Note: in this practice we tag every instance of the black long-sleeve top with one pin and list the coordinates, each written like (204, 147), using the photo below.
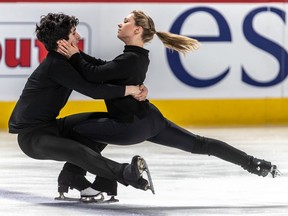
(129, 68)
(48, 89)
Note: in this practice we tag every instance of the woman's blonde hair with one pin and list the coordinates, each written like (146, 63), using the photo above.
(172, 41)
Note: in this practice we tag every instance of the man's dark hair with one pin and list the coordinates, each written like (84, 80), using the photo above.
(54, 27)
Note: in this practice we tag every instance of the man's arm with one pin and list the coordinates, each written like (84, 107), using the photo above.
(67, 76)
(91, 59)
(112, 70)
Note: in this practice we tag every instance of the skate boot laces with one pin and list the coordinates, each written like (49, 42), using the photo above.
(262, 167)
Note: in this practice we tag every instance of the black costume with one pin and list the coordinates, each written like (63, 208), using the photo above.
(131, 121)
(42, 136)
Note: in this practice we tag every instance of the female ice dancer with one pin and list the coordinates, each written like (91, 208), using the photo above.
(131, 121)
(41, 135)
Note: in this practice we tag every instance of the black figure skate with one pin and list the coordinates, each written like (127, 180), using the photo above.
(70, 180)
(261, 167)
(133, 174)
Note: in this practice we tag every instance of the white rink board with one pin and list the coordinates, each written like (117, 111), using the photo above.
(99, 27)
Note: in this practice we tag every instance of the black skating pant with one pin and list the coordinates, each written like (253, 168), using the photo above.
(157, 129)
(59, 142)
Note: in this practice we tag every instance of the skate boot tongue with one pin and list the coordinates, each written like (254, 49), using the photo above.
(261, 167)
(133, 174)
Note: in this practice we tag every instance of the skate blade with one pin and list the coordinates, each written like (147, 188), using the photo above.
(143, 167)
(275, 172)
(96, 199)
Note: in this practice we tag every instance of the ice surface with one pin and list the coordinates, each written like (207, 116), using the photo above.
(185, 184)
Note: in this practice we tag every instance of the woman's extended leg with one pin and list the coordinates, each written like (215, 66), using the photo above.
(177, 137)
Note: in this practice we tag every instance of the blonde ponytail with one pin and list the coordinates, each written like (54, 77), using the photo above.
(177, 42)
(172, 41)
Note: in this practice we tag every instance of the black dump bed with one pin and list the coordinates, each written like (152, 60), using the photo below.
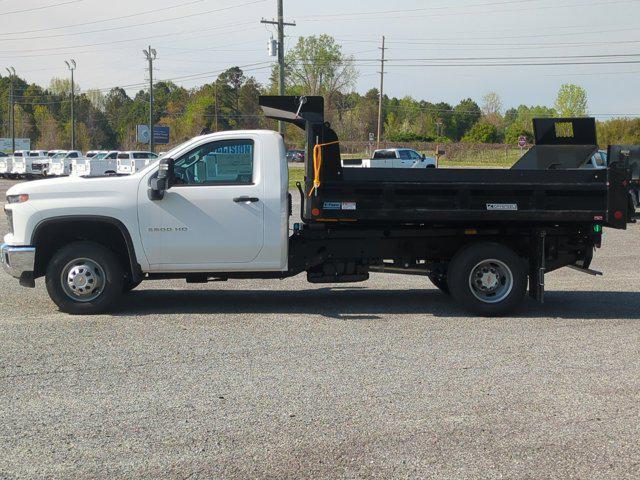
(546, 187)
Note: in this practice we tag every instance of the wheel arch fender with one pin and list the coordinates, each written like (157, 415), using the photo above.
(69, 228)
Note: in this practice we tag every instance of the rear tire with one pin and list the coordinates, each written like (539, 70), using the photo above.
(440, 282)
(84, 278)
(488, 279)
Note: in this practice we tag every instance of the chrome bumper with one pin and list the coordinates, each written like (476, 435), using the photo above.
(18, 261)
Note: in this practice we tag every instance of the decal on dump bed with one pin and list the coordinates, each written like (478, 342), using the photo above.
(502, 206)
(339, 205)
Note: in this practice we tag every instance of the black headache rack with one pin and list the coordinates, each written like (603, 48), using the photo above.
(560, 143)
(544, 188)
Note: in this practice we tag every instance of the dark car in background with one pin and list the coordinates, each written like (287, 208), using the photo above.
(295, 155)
○ ○ ○ ○
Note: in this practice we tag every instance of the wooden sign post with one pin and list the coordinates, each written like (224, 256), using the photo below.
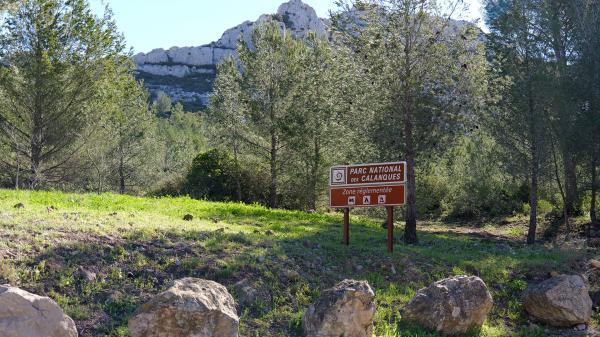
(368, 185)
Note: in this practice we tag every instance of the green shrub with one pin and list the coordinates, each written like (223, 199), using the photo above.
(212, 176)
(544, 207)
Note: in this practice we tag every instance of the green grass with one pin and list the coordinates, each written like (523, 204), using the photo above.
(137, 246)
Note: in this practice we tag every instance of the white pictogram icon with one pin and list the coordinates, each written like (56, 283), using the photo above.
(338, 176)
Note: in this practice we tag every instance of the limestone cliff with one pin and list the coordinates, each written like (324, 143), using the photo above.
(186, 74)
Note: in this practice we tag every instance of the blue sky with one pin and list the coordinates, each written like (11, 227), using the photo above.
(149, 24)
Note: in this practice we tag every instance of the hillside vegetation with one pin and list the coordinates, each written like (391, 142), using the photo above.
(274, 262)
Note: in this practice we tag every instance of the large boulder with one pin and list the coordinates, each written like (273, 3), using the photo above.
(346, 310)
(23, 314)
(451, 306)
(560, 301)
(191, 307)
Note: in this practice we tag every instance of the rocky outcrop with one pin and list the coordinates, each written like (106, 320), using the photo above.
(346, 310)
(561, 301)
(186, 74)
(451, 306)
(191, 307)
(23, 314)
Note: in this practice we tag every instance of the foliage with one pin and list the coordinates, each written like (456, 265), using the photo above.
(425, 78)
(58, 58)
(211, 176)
○ ○ ○ ○
## REQUIRED TASK
Find every line in the entries above that contains the word "dark" and copy each of those lines.

## FINAL ANSWER
Note: in this practice we tag every instance of the man's dark hair with one pin and list the coordinates, each written like (84, 80), using the photo above.
Note: in this practice we tag every instance of the dark car in background with one pin and list the coordinates, each written like (287, 208), using the photo above.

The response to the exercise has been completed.